● **GIVEN PASSAGE**:
..............................

Re: deterministic naming of blank nodes from Alan Ruttenberg on 2014-10-01 (semantic-web@w3.org from October 2014)

From: Alan Ruttenberg <alanruttenberg@gmail.com>
Date: Wed, 1 Oct 2014 11:03:51 -0400
To: David Booth <david@dbooth.org>
Cc: Tim Berners-Lee <timbl@w3.org>, Sandro Hawke <sandro@w3.org>, SW-forum Web <semantic-web@w3.org>, Pat Hayes <phayes@ihmc.us>
Message-ID: <CAFKQJ8mH197XDYDydiHfWD+8ZOhASETCh5qe6XoG3LNPTqYxwA@mail.gmail.com>
Wouldn't deterministic naming of blank nodes mean there was an effective
solution to the graph isomorphism problem, which is known to at least be
outside P?

..............................

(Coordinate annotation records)
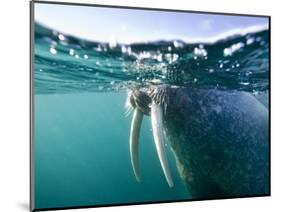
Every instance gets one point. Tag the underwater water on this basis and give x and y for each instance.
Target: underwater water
(81, 135)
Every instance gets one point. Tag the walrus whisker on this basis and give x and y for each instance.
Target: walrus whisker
(157, 129)
(134, 141)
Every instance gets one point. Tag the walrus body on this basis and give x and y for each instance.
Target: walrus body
(219, 138)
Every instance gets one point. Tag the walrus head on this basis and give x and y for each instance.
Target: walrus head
(151, 101)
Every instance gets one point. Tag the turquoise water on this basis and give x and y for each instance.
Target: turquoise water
(81, 140)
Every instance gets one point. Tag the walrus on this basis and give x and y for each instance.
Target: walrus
(219, 138)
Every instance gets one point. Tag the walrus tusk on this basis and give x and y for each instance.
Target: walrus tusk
(157, 129)
(134, 141)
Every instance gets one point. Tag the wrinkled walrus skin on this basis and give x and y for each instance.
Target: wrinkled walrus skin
(220, 140)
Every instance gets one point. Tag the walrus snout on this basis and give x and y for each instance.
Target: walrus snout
(141, 100)
(143, 97)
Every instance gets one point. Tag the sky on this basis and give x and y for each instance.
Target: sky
(131, 25)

..............................

● **TASKS TO PERFORM**:
[1] In the records, rewrite every line from the one containing "Every instance gets one point. Tag the turquoise" through the end of the records, requests included. Scale each answer coordinate by 0.25 and round it to a whole number, with halves rounding up, and give only these lines.
[2] Continue the mailing-list reply about deterministic naming of blank nodes, starting where its text ends.

● **RESPONSES TO THE EXERCISE**:
[1]
Every instance gets one point. Tag the turquoise water on this basis and give x and y for each instance.
Target: turquoise water
(20, 35)
Every instance gets one point. Tag the walrus on this basis and give x and y for each instance.
Target: walrus
(55, 35)
Every instance gets one point. Tag the walrus tusk on this basis and give x and y for each instance.
Target: walrus tusk
(39, 32)
(34, 35)
Every instance gets one point. Tag the wrinkled walrus skin on this basis and give x and y for each instance.
Target: wrinkled walrus skin
(55, 35)
Every instance gets one point. Tag the walrus snout on this basis and give x and y for each instance.
Target: walrus snout
(35, 25)
(36, 24)
Every instance gets one point. Tag the sky on this basis and give x and y for each instance.
Target: sky
(33, 6)

[2]
http://mathworld.wolfram.com/GraphIsomorphism.html

-Alan


On Fri, Sep 26, 2014 at 6:48 PM, David Booth <david@dbooth.org> wrote:

> On 09/26/2014 06:20 PM, Tim Berners-Lee wrote:
>
>>
>> On 2014-09 -24, at 00:37, Sandro Hawke <sandro@w3.org
>> <mailto:sandro@w3.org>> wrote:
>>
>>  On 09/23/2014 05:34 PM, David Booth wrote:
>>>
>>>> BTW, I want to draw attention to the fact that the need for defining
>>>> an RDF-specific PATCH operation is *entirely* a consequence of RDF's
>>>> allowance of unrestricted blank nodes.  I do not think that blank
>>>> nodes should be eliminated from RDF, but I am convinced that RDF's
>>>> current treatment of blank nodes is a significant design flaw that
>>>> has *many* downstream effects that are ultimately detrimental to
>>>> RDF's adoption. The need for RDF PATCH is another example.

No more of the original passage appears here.